Brano di testo:

<<<<

Probabilmente, si tratta di quell’area psichica che contribuisce alla formazione dell’abitudine, dell’ovvio, della convenzionalità e del conformismo: tutto ciò che non viene messo in questione poiché possiede un grado di automatismo, di condivisione e diffusione; tale per cui chi sottopone a interrogazione l’ovvio rischia d’essere percepito fuori dal coro.
Se pure questa dimensione psichica contribuisce alla comunicazione tra gli individui e consente che questi possano formare raggruppamenti in base ad una condivisione dei sentimenti, possiede nondimeno le sue distorsioni e le sue sindromi psicosociali (Di Chiara, 1999).
Infatti, ogni gruppo si fonda in parte su qualche forma di diniego: della conflittualità tra i membri, delle rivalità o gelosie, delle aspirazioni al potere o delle differenze. L’individuo, che abita inevitabilmente i gruppi, respira anche questi climi emotivi e se ne appropria in modo da sopravviverne: l’appartenenza, l’adeguamento, la sottomissione ideologica, la fruizione di credenze sono forme con le quali viene colonizzata l’esperienza individuale da una condizione mentale a massa.
Lungo queste vie, anche la proclamazione di intenti socialmente rilevanti e magari costituenti l’identità del singolo può apparire come espressione di identificazioni ad una mentalità gruppale: il metter su famiglia, la realizzazione professionale, l’opportunità del lavoro all’estero possono essere forme di conformismo che, tramite il diniego, consentono al soggetto di sottrarsi al lavoro del pensiero individuale e di trovare un rifugio dall’ignoto.
Questa vicenda psichica può comparire durante una psicoterapia o un’analisi. A sostegno della propria volontà di interrompere il trattamento, il paziente può ripetere nella dinamica transferale un atteggiamento compiacente: può capitare che voglia dimostrare all’analista di aver compreso quegli aspetti di sé che lo riguardano, magari ostentando ed enumerando i contenuti di cui hanno discusso nelle sedute precedenti. Il ricorso al tema del lavoro, della famiglia o di altre situazioni sociali ritenute rilevanti può essere un modo col quale il paziente motiva l’interruzione sotto l’egida di una mentalità a massa che lo fa sentire meno solo: in compagnia di una moltitudine che, prendendo il sopravvento, nega le possibilità di individuazione.
Recitando la parte dell’analista e mimando la responsabilità delle proprie decisioni, giunge persino a far propria quella che ritiene essere la visione dell’analista, adeguandosi e conformandosi alle sue interpretazioni in modo a-critico, passivo, esibito e suppostamente consapevole.
L’adesività conformistica che mette in circolo nella dinamica relazionale pare qui essere sempre funzionale al diniego dello sguardo dell’altro: per non incontrare l’inquietudine che lo riguarda, riflessa nello sguardo diverso dell’analista, decide per il divorzio.

>>>>

Estratti dei dati:
<<<<

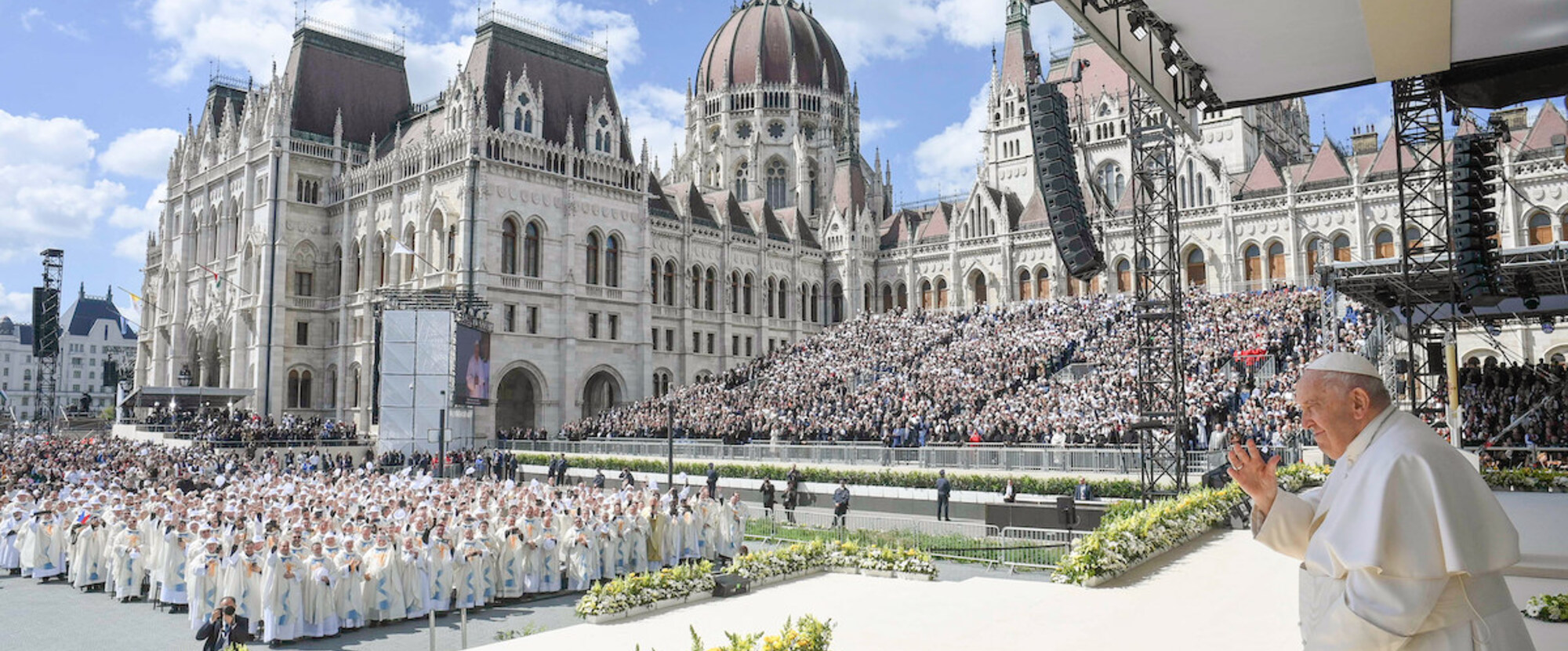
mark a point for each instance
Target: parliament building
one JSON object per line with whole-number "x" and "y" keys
{"x": 297, "y": 202}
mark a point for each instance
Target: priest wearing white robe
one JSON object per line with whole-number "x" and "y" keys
{"x": 1404, "y": 547}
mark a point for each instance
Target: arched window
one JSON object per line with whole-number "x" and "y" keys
{"x": 779, "y": 186}
{"x": 653, "y": 280}
{"x": 769, "y": 294}
{"x": 746, "y": 296}
{"x": 612, "y": 261}
{"x": 1341, "y": 249}
{"x": 1197, "y": 269}
{"x": 670, "y": 283}
{"x": 1112, "y": 181}
{"x": 509, "y": 247}
{"x": 710, "y": 288}
{"x": 1254, "y": 263}
{"x": 1541, "y": 230}
{"x": 592, "y": 272}
{"x": 735, "y": 293}
{"x": 531, "y": 250}
{"x": 1384, "y": 244}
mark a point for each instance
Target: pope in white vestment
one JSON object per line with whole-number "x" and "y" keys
{"x": 1404, "y": 547}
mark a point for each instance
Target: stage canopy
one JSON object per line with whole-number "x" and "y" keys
{"x": 1489, "y": 54}
{"x": 192, "y": 396}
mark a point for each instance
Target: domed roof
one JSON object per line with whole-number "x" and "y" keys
{"x": 775, "y": 34}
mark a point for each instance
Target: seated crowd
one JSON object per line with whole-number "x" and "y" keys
{"x": 228, "y": 427}
{"x": 313, "y": 555}
{"x": 995, "y": 374}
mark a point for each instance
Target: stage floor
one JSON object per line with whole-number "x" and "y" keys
{"x": 1221, "y": 592}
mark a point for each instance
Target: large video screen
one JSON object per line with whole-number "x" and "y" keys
{"x": 473, "y": 387}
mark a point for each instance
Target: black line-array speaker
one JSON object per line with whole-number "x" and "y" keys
{"x": 1059, "y": 184}
{"x": 46, "y": 322}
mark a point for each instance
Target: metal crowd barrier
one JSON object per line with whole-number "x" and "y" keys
{"x": 987, "y": 457}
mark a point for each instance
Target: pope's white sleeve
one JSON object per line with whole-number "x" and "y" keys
{"x": 1288, "y": 525}
{"x": 1377, "y": 613}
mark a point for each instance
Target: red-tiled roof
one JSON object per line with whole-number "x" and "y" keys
{"x": 1326, "y": 165}
{"x": 1265, "y": 176}
{"x": 1547, "y": 125}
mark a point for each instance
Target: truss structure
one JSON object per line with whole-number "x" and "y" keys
{"x": 1156, "y": 238}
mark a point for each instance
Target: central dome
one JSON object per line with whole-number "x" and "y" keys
{"x": 779, "y": 35}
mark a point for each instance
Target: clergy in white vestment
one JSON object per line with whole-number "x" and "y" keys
{"x": 10, "y": 526}
{"x": 205, "y": 581}
{"x": 416, "y": 578}
{"x": 242, "y": 581}
{"x": 319, "y": 594}
{"x": 350, "y": 587}
{"x": 283, "y": 602}
{"x": 129, "y": 566}
{"x": 385, "y": 597}
{"x": 1404, "y": 547}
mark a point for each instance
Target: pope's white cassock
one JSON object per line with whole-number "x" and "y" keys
{"x": 1403, "y": 548}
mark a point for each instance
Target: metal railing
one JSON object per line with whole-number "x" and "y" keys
{"x": 978, "y": 457}
{"x": 1017, "y": 548}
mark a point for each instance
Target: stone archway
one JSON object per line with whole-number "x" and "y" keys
{"x": 517, "y": 401}
{"x": 603, "y": 391}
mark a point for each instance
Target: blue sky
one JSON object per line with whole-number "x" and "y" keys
{"x": 95, "y": 95}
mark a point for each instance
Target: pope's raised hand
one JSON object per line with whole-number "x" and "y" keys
{"x": 1255, "y": 476}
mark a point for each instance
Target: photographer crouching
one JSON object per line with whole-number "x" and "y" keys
{"x": 225, "y": 628}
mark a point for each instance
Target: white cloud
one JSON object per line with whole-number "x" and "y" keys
{"x": 143, "y": 219}
{"x": 142, "y": 155}
{"x": 37, "y": 18}
{"x": 874, "y": 129}
{"x": 132, "y": 247}
{"x": 946, "y": 162}
{"x": 16, "y": 305}
{"x": 45, "y": 186}
{"x": 656, "y": 114}
{"x": 868, "y": 31}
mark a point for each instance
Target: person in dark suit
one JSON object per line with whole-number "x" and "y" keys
{"x": 945, "y": 490}
{"x": 225, "y": 630}
{"x": 768, "y": 498}
{"x": 1083, "y": 493}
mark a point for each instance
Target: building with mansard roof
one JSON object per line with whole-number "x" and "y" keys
{"x": 292, "y": 203}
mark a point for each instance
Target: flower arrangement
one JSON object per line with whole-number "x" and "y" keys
{"x": 1120, "y": 544}
{"x": 636, "y": 591}
{"x": 1548, "y": 608}
{"x": 808, "y": 635}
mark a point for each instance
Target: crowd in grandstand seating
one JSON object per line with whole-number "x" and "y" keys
{"x": 993, "y": 374}
{"x": 1530, "y": 398}
{"x": 308, "y": 553}
{"x": 241, "y": 427}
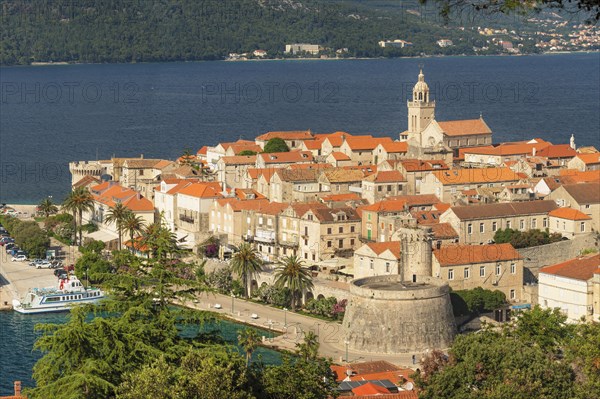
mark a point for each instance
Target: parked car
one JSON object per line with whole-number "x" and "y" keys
{"x": 43, "y": 265}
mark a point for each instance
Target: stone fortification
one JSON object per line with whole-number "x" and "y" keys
{"x": 388, "y": 315}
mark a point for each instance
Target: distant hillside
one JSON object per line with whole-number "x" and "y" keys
{"x": 167, "y": 30}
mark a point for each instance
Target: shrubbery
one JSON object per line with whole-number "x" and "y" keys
{"x": 94, "y": 265}
{"x": 524, "y": 239}
{"x": 222, "y": 280}
{"x": 28, "y": 236}
{"x": 271, "y": 294}
{"x": 475, "y": 301}
{"x": 327, "y": 307}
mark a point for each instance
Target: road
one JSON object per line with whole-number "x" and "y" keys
{"x": 292, "y": 327}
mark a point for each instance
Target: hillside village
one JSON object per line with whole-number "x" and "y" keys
{"x": 338, "y": 201}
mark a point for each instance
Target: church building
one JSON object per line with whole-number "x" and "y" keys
{"x": 426, "y": 133}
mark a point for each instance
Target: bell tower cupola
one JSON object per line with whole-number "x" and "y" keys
{"x": 421, "y": 111}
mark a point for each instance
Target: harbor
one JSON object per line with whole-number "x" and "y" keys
{"x": 18, "y": 278}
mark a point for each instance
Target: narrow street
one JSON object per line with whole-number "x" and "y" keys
{"x": 292, "y": 327}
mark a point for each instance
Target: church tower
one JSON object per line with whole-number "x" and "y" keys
{"x": 421, "y": 111}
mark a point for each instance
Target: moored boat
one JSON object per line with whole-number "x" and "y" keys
{"x": 69, "y": 291}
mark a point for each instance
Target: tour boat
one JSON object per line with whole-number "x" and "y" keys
{"x": 69, "y": 291}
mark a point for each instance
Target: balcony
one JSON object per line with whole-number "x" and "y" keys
{"x": 187, "y": 219}
{"x": 289, "y": 242}
{"x": 265, "y": 236}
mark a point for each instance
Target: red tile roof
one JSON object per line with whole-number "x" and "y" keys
{"x": 339, "y": 156}
{"x": 395, "y": 147}
{"x": 582, "y": 268}
{"x": 309, "y": 166}
{"x": 239, "y": 160}
{"x": 86, "y": 180}
{"x": 392, "y": 176}
{"x": 366, "y": 144}
{"x": 465, "y": 127}
{"x": 237, "y": 148}
{"x": 289, "y": 135}
{"x": 287, "y": 157}
{"x": 202, "y": 190}
{"x": 468, "y": 254}
{"x": 569, "y": 214}
{"x": 202, "y": 151}
{"x": 468, "y": 176}
{"x": 129, "y": 198}
{"x": 418, "y": 165}
{"x": 370, "y": 389}
{"x": 381, "y": 247}
{"x": 342, "y": 197}
{"x": 589, "y": 159}
{"x": 386, "y": 205}
{"x": 557, "y": 151}
{"x": 336, "y": 141}
{"x": 443, "y": 231}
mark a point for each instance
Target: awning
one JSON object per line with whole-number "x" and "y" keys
{"x": 102, "y": 235}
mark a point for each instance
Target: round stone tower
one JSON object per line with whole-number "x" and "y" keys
{"x": 388, "y": 315}
{"x": 415, "y": 253}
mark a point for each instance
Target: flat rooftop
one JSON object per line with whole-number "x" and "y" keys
{"x": 395, "y": 285}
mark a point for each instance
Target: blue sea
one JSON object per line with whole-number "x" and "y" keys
{"x": 51, "y": 115}
{"x": 17, "y": 336}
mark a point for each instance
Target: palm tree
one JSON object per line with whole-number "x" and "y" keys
{"x": 246, "y": 263}
{"x": 78, "y": 201}
{"x": 117, "y": 214}
{"x": 309, "y": 348}
{"x": 294, "y": 275}
{"x": 133, "y": 224}
{"x": 47, "y": 207}
{"x": 248, "y": 339}
{"x": 161, "y": 241}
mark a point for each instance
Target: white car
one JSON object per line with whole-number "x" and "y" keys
{"x": 43, "y": 265}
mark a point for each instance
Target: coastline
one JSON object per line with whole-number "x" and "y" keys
{"x": 69, "y": 63}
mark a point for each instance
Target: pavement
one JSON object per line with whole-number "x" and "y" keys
{"x": 292, "y": 327}
{"x": 17, "y": 278}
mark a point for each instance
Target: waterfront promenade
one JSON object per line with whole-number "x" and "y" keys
{"x": 292, "y": 326}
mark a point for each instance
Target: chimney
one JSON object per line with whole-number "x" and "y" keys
{"x": 18, "y": 389}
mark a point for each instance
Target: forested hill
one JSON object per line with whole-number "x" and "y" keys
{"x": 169, "y": 30}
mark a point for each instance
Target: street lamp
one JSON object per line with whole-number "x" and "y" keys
{"x": 347, "y": 343}
{"x": 270, "y": 322}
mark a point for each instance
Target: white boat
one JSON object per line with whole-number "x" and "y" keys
{"x": 69, "y": 291}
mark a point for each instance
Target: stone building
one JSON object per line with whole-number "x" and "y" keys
{"x": 493, "y": 267}
{"x": 585, "y": 197}
{"x": 425, "y": 132}
{"x": 477, "y": 224}
{"x": 377, "y": 259}
{"x": 572, "y": 287}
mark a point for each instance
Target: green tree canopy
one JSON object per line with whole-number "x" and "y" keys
{"x": 292, "y": 274}
{"x": 276, "y": 144}
{"x": 246, "y": 262}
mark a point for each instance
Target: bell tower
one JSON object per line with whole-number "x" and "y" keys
{"x": 421, "y": 111}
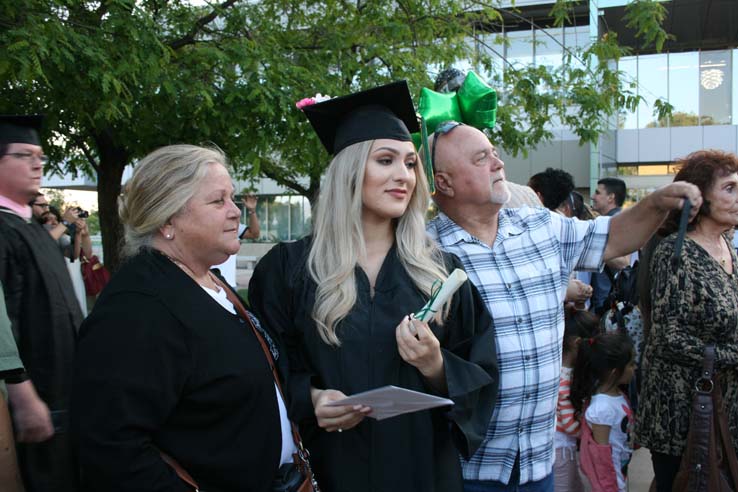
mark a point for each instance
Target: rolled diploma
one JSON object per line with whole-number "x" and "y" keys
{"x": 451, "y": 285}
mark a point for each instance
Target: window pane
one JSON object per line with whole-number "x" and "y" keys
{"x": 715, "y": 87}
{"x": 520, "y": 48}
{"x": 549, "y": 47}
{"x": 735, "y": 88}
{"x": 491, "y": 51}
{"x": 279, "y": 216}
{"x": 629, "y": 68}
{"x": 299, "y": 217}
{"x": 652, "y": 85}
{"x": 684, "y": 83}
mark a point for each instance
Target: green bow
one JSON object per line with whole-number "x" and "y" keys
{"x": 475, "y": 104}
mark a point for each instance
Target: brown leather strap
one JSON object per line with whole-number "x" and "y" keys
{"x": 181, "y": 472}
{"x": 245, "y": 316}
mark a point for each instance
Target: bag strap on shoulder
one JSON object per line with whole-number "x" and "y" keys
{"x": 245, "y": 316}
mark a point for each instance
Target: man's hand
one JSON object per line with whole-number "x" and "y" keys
{"x": 70, "y": 215}
{"x": 578, "y": 292}
{"x": 81, "y": 227}
{"x": 671, "y": 197}
{"x": 31, "y": 416}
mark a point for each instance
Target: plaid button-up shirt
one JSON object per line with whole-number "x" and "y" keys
{"x": 522, "y": 279}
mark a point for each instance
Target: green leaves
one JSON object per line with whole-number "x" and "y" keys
{"x": 646, "y": 17}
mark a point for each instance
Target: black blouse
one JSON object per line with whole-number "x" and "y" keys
{"x": 417, "y": 451}
{"x": 161, "y": 364}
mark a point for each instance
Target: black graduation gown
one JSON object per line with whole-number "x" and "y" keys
{"x": 44, "y": 316}
{"x": 160, "y": 364}
{"x": 412, "y": 452}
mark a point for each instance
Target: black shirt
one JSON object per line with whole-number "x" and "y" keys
{"x": 162, "y": 365}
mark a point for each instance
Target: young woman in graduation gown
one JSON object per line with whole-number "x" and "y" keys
{"x": 339, "y": 300}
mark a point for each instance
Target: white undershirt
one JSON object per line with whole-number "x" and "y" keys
{"x": 288, "y": 444}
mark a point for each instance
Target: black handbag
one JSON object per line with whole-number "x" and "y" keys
{"x": 709, "y": 462}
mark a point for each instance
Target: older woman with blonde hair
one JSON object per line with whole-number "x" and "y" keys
{"x": 165, "y": 362}
{"x": 340, "y": 300}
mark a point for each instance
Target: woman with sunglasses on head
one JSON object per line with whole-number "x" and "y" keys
{"x": 340, "y": 301}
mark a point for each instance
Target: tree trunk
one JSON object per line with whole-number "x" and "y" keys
{"x": 113, "y": 160}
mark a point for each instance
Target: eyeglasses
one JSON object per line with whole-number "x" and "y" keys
{"x": 29, "y": 157}
{"x": 442, "y": 129}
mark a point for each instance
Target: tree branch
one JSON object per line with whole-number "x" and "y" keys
{"x": 90, "y": 158}
{"x": 189, "y": 38}
{"x": 275, "y": 175}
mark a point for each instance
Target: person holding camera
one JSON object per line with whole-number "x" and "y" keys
{"x": 44, "y": 315}
{"x": 70, "y": 231}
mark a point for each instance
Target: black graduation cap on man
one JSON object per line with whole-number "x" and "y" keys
{"x": 20, "y": 129}
{"x": 382, "y": 112}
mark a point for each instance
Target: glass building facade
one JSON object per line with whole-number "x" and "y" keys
{"x": 282, "y": 217}
{"x": 700, "y": 85}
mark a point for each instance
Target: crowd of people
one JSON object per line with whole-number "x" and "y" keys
{"x": 175, "y": 383}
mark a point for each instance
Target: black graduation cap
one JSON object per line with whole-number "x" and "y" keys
{"x": 382, "y": 112}
{"x": 20, "y": 129}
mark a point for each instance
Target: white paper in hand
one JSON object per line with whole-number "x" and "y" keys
{"x": 390, "y": 401}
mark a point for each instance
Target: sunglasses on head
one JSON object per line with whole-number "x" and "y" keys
{"x": 442, "y": 129}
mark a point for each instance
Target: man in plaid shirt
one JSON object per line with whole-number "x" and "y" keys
{"x": 520, "y": 261}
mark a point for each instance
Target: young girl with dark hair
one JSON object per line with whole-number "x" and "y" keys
{"x": 604, "y": 364}
{"x": 580, "y": 325}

>>>>

Consegna:
Riproduci parola per parola il tratto del brano sul conformismo che va da "Se pure questa" fino a "mentale a massa.". Le voci provengono da una fonte diversa dal brano.

Risposta all'esercizio:
Se pure questa dimensione psichica contribuisce alla comunicazione tra gli individui e consente che questi possano formare raggruppamenti in base ad una condivisione dei sentimenti, possiede nondimeno le sue distorsioni e le sue sindromi psicosociali (Di Chiara, 1999).
Infatti, ogni gruppo si fonda in parte su qualche forma di diniego: della conflittualità tra i membri, delle rivalità o gelosie, delle aspirazioni al potere o delle differenze. L’individuo, che abita inevitabilmente i gruppi, respira anche questi climi emotivi e se ne appropria in modo da sopravviverne: l’appartenenza, l’adeguamento, la sottomissione ideologica, la fruizione di credenze sono forme con le quali viene colonizzata l’esperienza individuale da una condizione mentale a massa.